• **Your objective**:
Please rename "kind" to "type" throughout the stretch of rows from the start through the line containing "[32,66,42,75]", and give that stretch again with nothing else changed. Leave the pictures out of your answer.
<<<<
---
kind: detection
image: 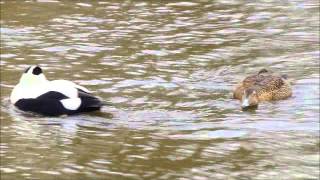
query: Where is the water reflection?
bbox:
[0,0,319,179]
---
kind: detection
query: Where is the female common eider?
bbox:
[233,69,292,110]
[10,66,104,116]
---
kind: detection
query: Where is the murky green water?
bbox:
[0,0,320,179]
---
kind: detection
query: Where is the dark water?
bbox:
[0,0,320,179]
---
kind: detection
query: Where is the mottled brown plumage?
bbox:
[233,69,292,106]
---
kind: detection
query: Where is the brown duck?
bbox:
[233,69,292,110]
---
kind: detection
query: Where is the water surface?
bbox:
[0,0,320,179]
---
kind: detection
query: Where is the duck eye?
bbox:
[32,66,42,75]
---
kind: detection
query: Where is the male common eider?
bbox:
[10,66,103,116]
[233,69,292,110]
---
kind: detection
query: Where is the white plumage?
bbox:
[10,66,102,115]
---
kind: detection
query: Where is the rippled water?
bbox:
[0,0,320,179]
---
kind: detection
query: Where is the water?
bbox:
[0,0,320,179]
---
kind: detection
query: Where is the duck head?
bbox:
[241,88,259,110]
[19,66,47,86]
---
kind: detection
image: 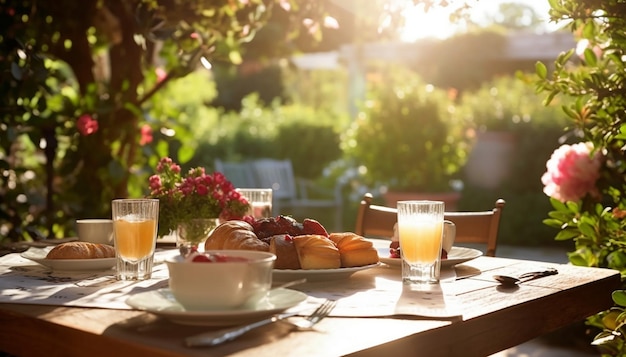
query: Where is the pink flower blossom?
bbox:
[541,143,602,202]
[154,67,167,83]
[139,124,153,146]
[76,114,98,136]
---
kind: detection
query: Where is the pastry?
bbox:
[46,242,115,259]
[270,234,301,269]
[329,232,378,268]
[204,220,270,252]
[293,234,341,269]
[252,215,328,241]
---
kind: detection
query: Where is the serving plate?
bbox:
[20,247,115,271]
[272,262,380,282]
[377,247,483,268]
[126,288,307,326]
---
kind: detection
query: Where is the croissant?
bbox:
[270,234,301,269]
[204,220,270,252]
[328,232,379,268]
[46,242,115,259]
[293,234,341,269]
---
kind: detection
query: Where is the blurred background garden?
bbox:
[0,0,596,246]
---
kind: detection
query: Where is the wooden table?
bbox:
[0,245,620,357]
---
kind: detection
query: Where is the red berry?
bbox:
[192,254,211,263]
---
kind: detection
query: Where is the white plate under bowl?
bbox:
[20,247,115,271]
[272,262,380,282]
[126,288,307,326]
[378,247,483,268]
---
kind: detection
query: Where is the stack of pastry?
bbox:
[204,221,378,269]
[46,242,115,259]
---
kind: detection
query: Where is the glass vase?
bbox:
[176,218,219,256]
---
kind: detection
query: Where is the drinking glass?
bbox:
[398,201,444,284]
[237,188,272,219]
[112,199,159,280]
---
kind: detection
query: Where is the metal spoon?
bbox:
[493,268,559,287]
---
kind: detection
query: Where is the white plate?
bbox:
[20,247,115,271]
[273,263,379,282]
[126,288,307,326]
[378,247,483,268]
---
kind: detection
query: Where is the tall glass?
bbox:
[112,199,159,280]
[398,201,444,284]
[237,188,272,219]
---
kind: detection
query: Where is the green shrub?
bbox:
[344,69,467,192]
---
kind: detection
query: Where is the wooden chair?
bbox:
[354,193,505,257]
[252,159,343,230]
[214,159,259,188]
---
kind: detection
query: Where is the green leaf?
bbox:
[578,222,596,238]
[611,290,626,306]
[583,48,598,67]
[542,218,563,228]
[228,51,243,64]
[554,228,580,240]
[178,145,196,162]
[535,61,548,79]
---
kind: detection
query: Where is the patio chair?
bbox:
[354,193,505,257]
[252,159,343,230]
[214,159,259,188]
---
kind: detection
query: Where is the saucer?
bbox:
[377,247,483,268]
[20,247,115,271]
[126,288,307,326]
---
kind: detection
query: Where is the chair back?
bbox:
[214,159,257,188]
[252,159,297,201]
[354,193,505,257]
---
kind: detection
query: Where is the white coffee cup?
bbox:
[76,218,114,245]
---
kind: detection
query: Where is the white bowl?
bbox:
[165,250,276,311]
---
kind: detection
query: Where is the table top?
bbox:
[0,239,620,357]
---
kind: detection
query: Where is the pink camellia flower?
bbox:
[541,143,602,202]
[154,67,167,83]
[76,114,98,136]
[139,124,153,146]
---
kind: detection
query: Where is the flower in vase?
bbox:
[149,157,250,236]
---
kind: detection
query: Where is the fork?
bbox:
[185,300,336,347]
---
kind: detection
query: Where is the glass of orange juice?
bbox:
[112,199,159,280]
[398,201,444,284]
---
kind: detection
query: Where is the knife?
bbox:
[185,312,298,347]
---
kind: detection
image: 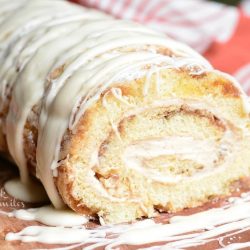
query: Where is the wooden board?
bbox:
[0,159,250,250]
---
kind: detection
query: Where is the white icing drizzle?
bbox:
[8,205,89,227]
[3,193,250,250]
[0,0,249,215]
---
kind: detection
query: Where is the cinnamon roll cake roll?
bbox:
[0,0,250,223]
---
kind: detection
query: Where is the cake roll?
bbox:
[0,0,250,223]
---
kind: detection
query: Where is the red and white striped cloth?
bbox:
[72,0,250,95]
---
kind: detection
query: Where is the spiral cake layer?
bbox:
[0,0,250,223]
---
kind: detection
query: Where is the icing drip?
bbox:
[2,193,250,249]
[8,205,88,227]
[0,0,249,215]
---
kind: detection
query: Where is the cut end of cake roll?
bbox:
[0,0,250,223]
[56,69,250,223]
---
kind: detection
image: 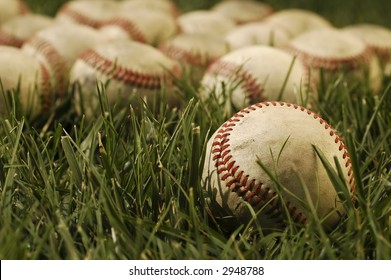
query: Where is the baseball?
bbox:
[0,0,29,24]
[178,10,236,37]
[119,0,179,18]
[202,102,355,231]
[159,33,227,84]
[100,8,178,45]
[0,46,52,117]
[212,0,273,24]
[225,22,290,50]
[342,23,391,75]
[0,14,53,48]
[22,23,104,94]
[70,40,180,116]
[200,46,314,112]
[56,0,118,28]
[265,9,332,38]
[287,28,382,91]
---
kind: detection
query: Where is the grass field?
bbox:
[0,0,391,260]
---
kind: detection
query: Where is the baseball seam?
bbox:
[0,31,25,48]
[40,63,53,112]
[99,18,148,43]
[206,61,264,104]
[211,102,355,224]
[80,50,176,90]
[26,37,68,92]
[18,1,30,14]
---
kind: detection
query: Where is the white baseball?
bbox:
[159,33,227,83]
[70,40,180,116]
[225,22,291,50]
[22,23,104,93]
[0,0,29,24]
[287,28,382,91]
[55,0,119,28]
[119,0,179,17]
[0,46,53,117]
[178,10,236,37]
[342,23,391,75]
[202,102,355,231]
[212,0,273,24]
[0,13,53,48]
[200,46,312,110]
[265,9,332,38]
[99,8,179,45]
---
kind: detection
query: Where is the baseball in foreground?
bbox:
[200,46,313,112]
[202,102,355,229]
[70,40,180,116]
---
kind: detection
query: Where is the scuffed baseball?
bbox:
[0,0,30,24]
[0,13,53,48]
[178,10,236,37]
[119,0,179,18]
[225,22,291,50]
[200,46,312,110]
[55,0,118,28]
[159,33,227,83]
[22,23,105,94]
[212,0,273,24]
[265,9,332,38]
[287,28,382,91]
[342,23,391,75]
[70,40,180,116]
[202,102,355,229]
[99,8,179,46]
[0,46,53,117]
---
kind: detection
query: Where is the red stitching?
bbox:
[100,18,147,43]
[207,60,265,104]
[40,63,53,112]
[80,50,175,90]
[0,31,25,48]
[286,45,373,71]
[211,102,356,224]
[26,37,68,93]
[18,1,30,15]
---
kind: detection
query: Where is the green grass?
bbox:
[0,1,391,259]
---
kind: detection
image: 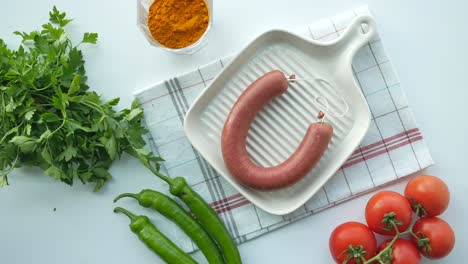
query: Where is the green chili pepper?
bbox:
[114,190,224,264]
[133,156,242,264]
[169,177,242,264]
[114,207,197,264]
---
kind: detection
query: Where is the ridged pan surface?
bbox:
[185,16,375,215]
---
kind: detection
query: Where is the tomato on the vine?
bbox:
[329,222,377,264]
[366,191,412,235]
[412,217,455,259]
[377,238,421,264]
[405,175,450,216]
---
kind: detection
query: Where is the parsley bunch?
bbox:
[0,7,162,191]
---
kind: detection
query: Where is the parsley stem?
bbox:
[0,152,19,176]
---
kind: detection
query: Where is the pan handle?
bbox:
[337,15,377,62]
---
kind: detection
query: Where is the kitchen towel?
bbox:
[136,7,433,252]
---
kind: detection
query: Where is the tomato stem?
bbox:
[364,219,402,264]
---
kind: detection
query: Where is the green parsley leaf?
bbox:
[0,6,162,191]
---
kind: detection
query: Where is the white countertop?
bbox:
[0,0,468,264]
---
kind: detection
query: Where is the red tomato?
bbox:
[366,191,412,235]
[412,217,455,259]
[377,238,421,264]
[405,175,450,216]
[329,222,377,264]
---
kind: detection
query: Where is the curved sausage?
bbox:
[221,70,333,190]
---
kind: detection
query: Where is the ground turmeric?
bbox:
[148,0,210,49]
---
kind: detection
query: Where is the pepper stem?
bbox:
[114,193,140,203]
[114,207,137,222]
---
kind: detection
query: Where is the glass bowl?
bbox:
[137,0,213,54]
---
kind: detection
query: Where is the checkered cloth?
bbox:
[136,7,433,252]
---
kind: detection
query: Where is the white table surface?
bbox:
[0,0,468,264]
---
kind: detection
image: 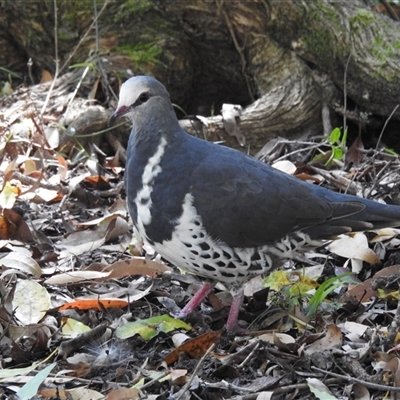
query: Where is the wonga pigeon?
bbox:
[110,76,400,331]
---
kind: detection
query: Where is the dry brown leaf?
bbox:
[164,330,222,365]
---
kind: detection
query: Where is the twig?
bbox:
[40,0,59,116]
[13,171,70,194]
[343,54,351,133]
[311,367,400,392]
[60,0,110,72]
[176,343,215,400]
[217,0,256,103]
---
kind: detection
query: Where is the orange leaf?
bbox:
[58,299,128,311]
[164,330,222,365]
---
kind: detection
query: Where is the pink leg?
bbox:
[178,283,216,318]
[226,289,244,332]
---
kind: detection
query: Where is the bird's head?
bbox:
[108,76,172,125]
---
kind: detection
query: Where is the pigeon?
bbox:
[110,76,400,332]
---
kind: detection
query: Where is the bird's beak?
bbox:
[108,106,129,126]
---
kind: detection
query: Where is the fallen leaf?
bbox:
[164,330,222,365]
[115,314,192,340]
[58,299,129,311]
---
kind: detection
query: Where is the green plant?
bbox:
[312,128,347,167]
[306,272,351,319]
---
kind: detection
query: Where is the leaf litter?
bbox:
[0,69,400,399]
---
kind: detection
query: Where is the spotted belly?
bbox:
[137,193,278,283]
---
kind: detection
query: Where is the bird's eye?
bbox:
[139,93,150,103]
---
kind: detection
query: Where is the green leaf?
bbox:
[329,128,342,145]
[332,147,344,160]
[307,272,351,318]
[115,314,192,340]
[17,363,57,400]
[384,148,398,156]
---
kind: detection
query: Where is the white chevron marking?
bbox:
[135,137,167,231]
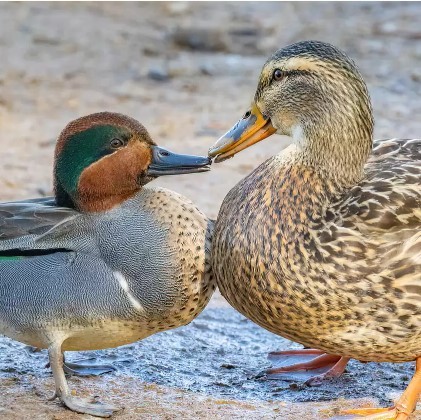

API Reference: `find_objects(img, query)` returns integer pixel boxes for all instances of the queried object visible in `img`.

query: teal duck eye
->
[273,69,285,82]
[110,137,125,149]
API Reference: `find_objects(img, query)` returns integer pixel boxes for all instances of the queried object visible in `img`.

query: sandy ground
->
[0,2,421,420]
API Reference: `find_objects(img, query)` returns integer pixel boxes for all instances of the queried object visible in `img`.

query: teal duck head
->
[54,112,210,212]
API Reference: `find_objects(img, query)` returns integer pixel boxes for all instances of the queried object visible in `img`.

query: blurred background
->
[0,2,421,419]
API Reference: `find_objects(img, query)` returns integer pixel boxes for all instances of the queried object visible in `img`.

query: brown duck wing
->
[317,139,421,296]
[330,139,421,235]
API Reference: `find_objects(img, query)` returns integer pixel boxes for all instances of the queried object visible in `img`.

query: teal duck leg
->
[45,354,117,376]
[48,343,119,417]
[260,349,350,386]
[63,356,117,376]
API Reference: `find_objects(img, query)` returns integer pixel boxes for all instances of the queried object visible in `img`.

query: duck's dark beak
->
[209,103,276,162]
[147,146,212,177]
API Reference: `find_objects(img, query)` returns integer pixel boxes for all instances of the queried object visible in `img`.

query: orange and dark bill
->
[209,104,276,162]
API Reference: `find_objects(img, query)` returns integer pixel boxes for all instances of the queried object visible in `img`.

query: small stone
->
[148,68,170,82]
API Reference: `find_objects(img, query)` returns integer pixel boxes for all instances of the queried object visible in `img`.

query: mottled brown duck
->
[209,41,421,420]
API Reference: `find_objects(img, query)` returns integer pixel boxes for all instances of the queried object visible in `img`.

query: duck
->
[209,41,421,420]
[0,112,215,417]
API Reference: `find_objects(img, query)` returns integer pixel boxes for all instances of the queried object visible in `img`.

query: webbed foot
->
[342,357,421,420]
[48,341,119,417]
[59,395,120,417]
[260,349,349,386]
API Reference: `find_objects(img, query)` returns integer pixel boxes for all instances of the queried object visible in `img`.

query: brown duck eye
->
[110,138,124,149]
[273,69,285,81]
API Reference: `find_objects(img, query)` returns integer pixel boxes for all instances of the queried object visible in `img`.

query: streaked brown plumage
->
[210,41,421,419]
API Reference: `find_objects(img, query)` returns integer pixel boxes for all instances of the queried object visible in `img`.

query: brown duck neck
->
[295,118,373,192]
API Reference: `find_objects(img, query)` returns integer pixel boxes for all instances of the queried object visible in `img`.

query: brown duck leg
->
[265,349,350,386]
[48,343,118,417]
[343,357,421,420]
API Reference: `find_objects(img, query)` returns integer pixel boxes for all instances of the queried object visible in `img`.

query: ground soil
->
[0,2,421,420]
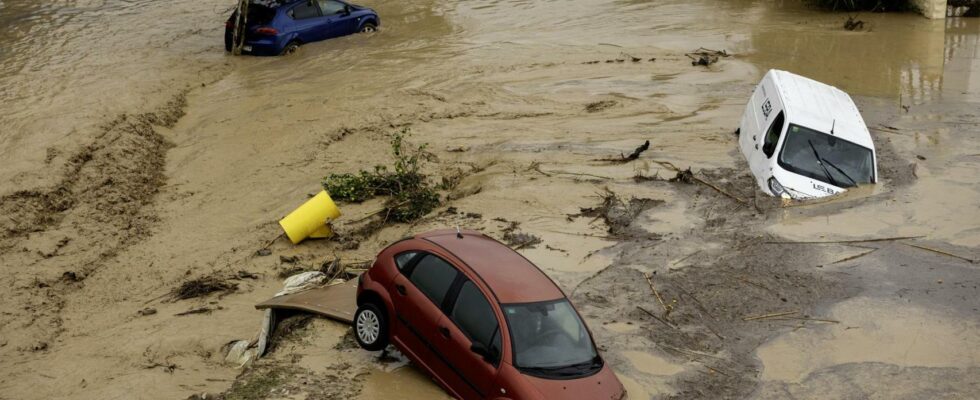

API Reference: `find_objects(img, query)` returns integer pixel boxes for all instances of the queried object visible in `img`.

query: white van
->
[736,70,878,199]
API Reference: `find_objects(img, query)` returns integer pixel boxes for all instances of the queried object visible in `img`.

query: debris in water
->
[585,100,619,113]
[669,167,694,184]
[844,16,864,31]
[236,271,259,279]
[569,189,664,236]
[504,232,541,250]
[174,306,222,317]
[685,47,731,67]
[170,276,238,300]
[600,140,650,164]
[495,218,541,250]
[323,128,441,225]
[61,271,85,282]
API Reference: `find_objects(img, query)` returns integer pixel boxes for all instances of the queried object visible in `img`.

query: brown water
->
[0,0,980,398]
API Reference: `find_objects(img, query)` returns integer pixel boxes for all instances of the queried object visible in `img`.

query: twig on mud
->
[742,310,800,321]
[656,343,732,363]
[636,306,679,329]
[670,250,701,265]
[643,274,674,319]
[830,249,878,265]
[527,161,614,180]
[701,363,731,376]
[691,174,749,204]
[259,233,286,250]
[762,236,925,244]
[868,125,902,135]
[738,276,779,297]
[778,317,840,324]
[174,307,214,317]
[348,201,409,224]
[596,140,650,164]
[902,243,977,264]
[541,230,616,240]
[653,160,749,205]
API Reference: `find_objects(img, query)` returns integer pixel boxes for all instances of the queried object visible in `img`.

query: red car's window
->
[450,281,500,360]
[408,254,457,307]
[395,251,419,270]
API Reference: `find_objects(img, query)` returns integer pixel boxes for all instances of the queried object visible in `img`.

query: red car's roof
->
[415,229,565,304]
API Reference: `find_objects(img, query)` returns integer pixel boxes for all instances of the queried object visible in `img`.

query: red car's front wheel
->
[354,302,388,351]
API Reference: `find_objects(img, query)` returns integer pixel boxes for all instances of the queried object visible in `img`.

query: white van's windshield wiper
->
[806,139,850,186]
[820,159,857,187]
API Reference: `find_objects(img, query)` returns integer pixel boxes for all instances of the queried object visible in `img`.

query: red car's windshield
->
[503,299,601,375]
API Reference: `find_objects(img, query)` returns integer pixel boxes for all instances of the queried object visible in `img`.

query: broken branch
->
[742,310,800,321]
[902,243,977,264]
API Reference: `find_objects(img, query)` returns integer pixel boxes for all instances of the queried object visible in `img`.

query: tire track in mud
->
[0,90,188,351]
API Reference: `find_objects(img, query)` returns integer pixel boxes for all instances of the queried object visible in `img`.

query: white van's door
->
[739,74,786,192]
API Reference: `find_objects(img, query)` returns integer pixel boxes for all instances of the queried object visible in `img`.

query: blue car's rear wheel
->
[279,41,299,56]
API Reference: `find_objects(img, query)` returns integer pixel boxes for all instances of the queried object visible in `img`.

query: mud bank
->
[0,1,980,399]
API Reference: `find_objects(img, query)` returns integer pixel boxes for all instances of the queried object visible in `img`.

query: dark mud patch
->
[267,311,315,353]
[756,363,980,400]
[568,189,664,239]
[0,92,186,354]
[573,237,858,399]
[0,94,187,239]
[498,218,541,250]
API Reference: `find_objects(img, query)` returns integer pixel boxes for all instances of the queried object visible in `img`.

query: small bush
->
[323,129,440,222]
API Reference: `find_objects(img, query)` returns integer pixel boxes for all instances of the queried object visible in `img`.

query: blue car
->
[225,0,381,56]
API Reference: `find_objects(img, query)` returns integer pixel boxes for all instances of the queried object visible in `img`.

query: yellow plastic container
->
[279,190,340,244]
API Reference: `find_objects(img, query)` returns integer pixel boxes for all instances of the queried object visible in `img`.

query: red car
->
[354,230,626,400]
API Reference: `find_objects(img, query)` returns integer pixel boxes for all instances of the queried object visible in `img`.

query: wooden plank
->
[255,279,357,324]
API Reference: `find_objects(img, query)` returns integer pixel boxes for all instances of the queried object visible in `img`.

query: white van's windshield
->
[779,124,875,188]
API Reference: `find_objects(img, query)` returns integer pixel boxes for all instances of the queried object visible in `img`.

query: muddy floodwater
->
[0,0,980,400]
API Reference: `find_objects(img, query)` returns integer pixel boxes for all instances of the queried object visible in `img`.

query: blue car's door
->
[286,2,325,43]
[317,0,357,38]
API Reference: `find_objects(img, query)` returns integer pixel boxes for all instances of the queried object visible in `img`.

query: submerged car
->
[225,0,381,56]
[354,230,626,400]
[736,70,878,199]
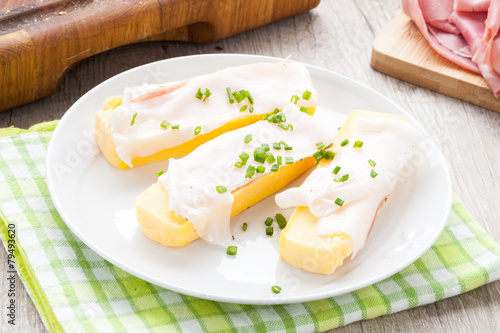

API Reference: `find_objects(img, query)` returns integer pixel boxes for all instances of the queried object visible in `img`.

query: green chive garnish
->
[302,90,312,101]
[160,120,170,129]
[271,286,281,294]
[226,87,234,104]
[266,151,276,164]
[352,140,364,148]
[313,151,323,162]
[274,213,286,230]
[130,112,137,126]
[245,165,255,178]
[226,245,238,256]
[324,151,335,161]
[215,185,227,194]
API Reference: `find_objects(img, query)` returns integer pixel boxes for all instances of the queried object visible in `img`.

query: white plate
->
[47,54,452,304]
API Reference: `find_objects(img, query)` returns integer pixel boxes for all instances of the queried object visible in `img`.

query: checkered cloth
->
[0,122,500,332]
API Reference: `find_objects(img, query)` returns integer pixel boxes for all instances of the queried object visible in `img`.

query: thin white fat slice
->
[159,104,335,245]
[111,61,318,166]
[275,117,422,257]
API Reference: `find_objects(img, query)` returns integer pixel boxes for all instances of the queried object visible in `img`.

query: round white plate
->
[47,54,452,304]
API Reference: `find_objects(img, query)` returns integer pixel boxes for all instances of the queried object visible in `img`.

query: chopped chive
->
[274,213,286,230]
[160,120,170,129]
[245,165,255,178]
[226,87,234,104]
[266,151,276,164]
[352,140,364,148]
[226,245,238,256]
[313,151,323,162]
[130,112,137,126]
[324,151,335,161]
[215,185,227,194]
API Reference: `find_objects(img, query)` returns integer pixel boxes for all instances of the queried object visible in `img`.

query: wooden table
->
[0,0,500,332]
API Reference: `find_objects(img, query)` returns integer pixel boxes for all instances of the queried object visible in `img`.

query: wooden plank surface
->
[371,11,500,112]
[0,0,319,111]
[0,0,500,333]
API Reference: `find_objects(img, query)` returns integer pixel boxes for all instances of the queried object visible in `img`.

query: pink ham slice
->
[403,0,479,73]
[454,0,491,12]
[473,0,500,97]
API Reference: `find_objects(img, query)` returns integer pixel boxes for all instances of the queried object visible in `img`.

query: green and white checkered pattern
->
[0,122,500,332]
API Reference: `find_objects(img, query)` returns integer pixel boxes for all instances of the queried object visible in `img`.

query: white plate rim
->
[45,54,453,305]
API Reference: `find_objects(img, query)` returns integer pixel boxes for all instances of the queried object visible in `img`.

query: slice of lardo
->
[275,111,422,274]
[136,104,335,246]
[95,61,318,169]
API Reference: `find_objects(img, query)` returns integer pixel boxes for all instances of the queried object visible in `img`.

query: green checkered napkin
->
[0,122,500,332]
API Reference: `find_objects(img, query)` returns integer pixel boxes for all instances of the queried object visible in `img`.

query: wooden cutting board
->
[371,12,500,112]
[0,0,320,111]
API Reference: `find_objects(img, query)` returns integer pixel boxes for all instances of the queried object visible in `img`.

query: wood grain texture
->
[371,12,500,112]
[0,0,319,111]
[0,0,500,333]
>>>>
• **Exercise output**:
---
type: detection
image: 
query: Where is the water reflection?
bbox:
[0,0,319,179]
---
type: detection
query: Where is the female common eider?
bbox:
[233,69,292,110]
[10,66,104,116]
---
type: detection
query: Where is the murky green water?
bbox:
[0,0,320,179]
---
type: detection
query: Where is the dark water?
bbox:
[0,0,320,179]
---
type: detection
query: Where is the mottled brown plumage?
bbox:
[233,69,292,106]
---
type: detection
query: Where is the brown duck?
bbox:
[233,69,292,110]
---
type: detection
query: Where is the water surface?
bbox:
[0,0,320,179]
---
type: detection
query: Where is the duck eye?
bbox:
[32,66,42,75]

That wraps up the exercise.